Written task:
Reproduce the material below word for word, starting at its first line and ending at the line that contains "733), (330, 721)]", with that line included.

Dataset entries:
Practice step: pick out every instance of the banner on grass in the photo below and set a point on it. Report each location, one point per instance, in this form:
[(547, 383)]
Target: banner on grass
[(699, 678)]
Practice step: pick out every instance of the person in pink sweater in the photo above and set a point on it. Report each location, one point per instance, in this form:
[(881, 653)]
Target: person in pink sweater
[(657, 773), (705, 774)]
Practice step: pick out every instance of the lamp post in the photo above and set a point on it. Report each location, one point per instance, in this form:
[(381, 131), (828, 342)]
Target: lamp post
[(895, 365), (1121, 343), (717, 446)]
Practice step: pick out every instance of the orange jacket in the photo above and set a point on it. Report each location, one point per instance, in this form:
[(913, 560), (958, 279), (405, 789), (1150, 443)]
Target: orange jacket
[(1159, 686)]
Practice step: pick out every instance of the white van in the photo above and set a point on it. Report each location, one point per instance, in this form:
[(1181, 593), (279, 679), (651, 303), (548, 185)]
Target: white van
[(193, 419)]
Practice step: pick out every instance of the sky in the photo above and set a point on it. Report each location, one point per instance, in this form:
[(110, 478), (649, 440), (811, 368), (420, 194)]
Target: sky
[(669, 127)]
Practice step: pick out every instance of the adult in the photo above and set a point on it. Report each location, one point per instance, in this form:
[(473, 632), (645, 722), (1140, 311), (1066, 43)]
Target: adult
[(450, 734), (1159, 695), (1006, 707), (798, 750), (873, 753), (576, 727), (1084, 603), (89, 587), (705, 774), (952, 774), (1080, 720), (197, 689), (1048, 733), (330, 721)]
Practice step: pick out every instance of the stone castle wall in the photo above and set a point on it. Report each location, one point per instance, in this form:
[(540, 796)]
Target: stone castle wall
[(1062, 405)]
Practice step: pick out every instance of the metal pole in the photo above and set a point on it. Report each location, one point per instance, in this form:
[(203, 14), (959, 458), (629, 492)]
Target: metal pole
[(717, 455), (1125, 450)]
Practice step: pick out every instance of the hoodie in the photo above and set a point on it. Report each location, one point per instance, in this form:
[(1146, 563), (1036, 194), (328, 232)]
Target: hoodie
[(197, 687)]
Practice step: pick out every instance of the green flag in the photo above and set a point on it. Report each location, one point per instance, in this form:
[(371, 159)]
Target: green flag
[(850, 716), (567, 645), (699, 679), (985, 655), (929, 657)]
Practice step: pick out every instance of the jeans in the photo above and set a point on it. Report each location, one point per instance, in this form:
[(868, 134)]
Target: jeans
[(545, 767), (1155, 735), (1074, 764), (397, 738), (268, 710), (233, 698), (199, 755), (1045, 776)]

Response:
Practice step: pick out every instance of the banner on grass in the photo below and set a point on it. Report each location, one point per instance, in this form:
[(547, 383)]
Target: banner on grass
[(699, 678)]
Practice step: pick out every instance of the person in pink sweater in the photo above and set a point on it. Report each location, one point per instance, in this form:
[(881, 653)]
Target: person in pink sweater
[(657, 773), (705, 774)]
Practice step: pick out every instance of the lamp post in the photo above and set a point on it. Report each location, one point per instance, in this form:
[(381, 131), (828, 342)]
Target: lamp post
[(895, 365), (1121, 343), (717, 446)]
Practice step: pick out every instance of the orange jacket in the photo above and set a point on it. Report each location, one point per instance, in this form:
[(913, 560), (958, 279), (405, 789), (1150, 443)]
Target: orange jacket
[(1159, 686)]
Practice step: pick out every instance of the white van in the photo above and set a point on it. Report each location, one point per instance, in this form:
[(1181, 593), (279, 679), (651, 303), (548, 185)]
Target: white van
[(193, 419)]
Practice step: pick out every instance of the sky in the photo above and set a point on it. Report each location, one point per instance, in this form:
[(110, 478), (649, 440), (811, 368), (420, 194)]
Target: sky
[(669, 127)]
Practice step: pick out every instance of the adult in the photo above and set a point on it. Report each location, one point per instance, in this form:
[(473, 632), (645, 722), (1140, 311), (1066, 43)]
Target: adult
[(450, 734), (1159, 695), (1006, 707), (798, 750), (873, 753), (576, 727), (1084, 603), (89, 587), (705, 774), (952, 774), (1080, 720), (197, 689), (1048, 733), (330, 721)]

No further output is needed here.